Given task:
Print the listing below word for word, leaving out the pictures.
☆ ☆ ☆
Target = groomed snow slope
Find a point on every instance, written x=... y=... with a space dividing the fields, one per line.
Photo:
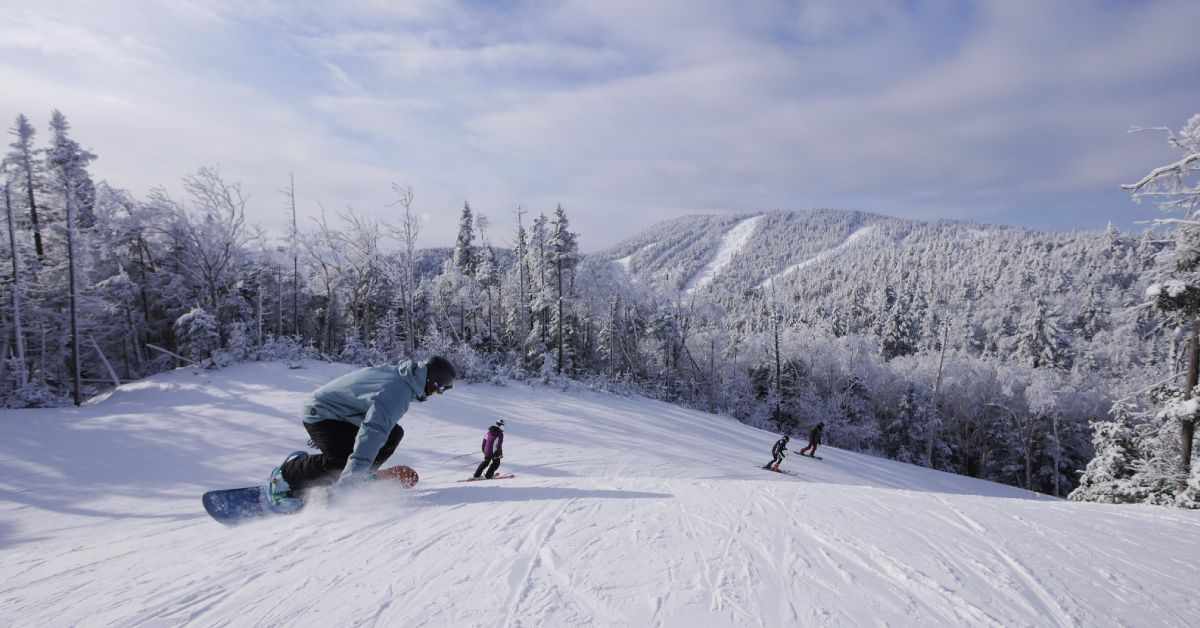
x=624 y=512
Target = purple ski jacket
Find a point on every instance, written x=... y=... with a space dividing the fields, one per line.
x=493 y=443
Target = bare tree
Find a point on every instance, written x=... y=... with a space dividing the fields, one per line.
x=1176 y=187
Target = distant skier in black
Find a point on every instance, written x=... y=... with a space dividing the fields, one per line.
x=779 y=452
x=815 y=435
x=493 y=450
☆ ☆ ☆
Finished answer:
Target = groomed snow slope
Find a point on every instance, written x=... y=... with a space dividing the fields, one per line.
Photo:
x=624 y=512
Target = purple ski jacket
Find a point on every instance, written x=... y=... with a space dividing the fields, one per line.
x=493 y=443
Target = bare tree
Find a point on every instance, written x=... y=... with a space dividing the fields, one per line.
x=1176 y=187
Target = distant skier in black
Find a point on every instance, written x=... y=... with a space dividing the fields, one per line.
x=779 y=452
x=815 y=435
x=493 y=450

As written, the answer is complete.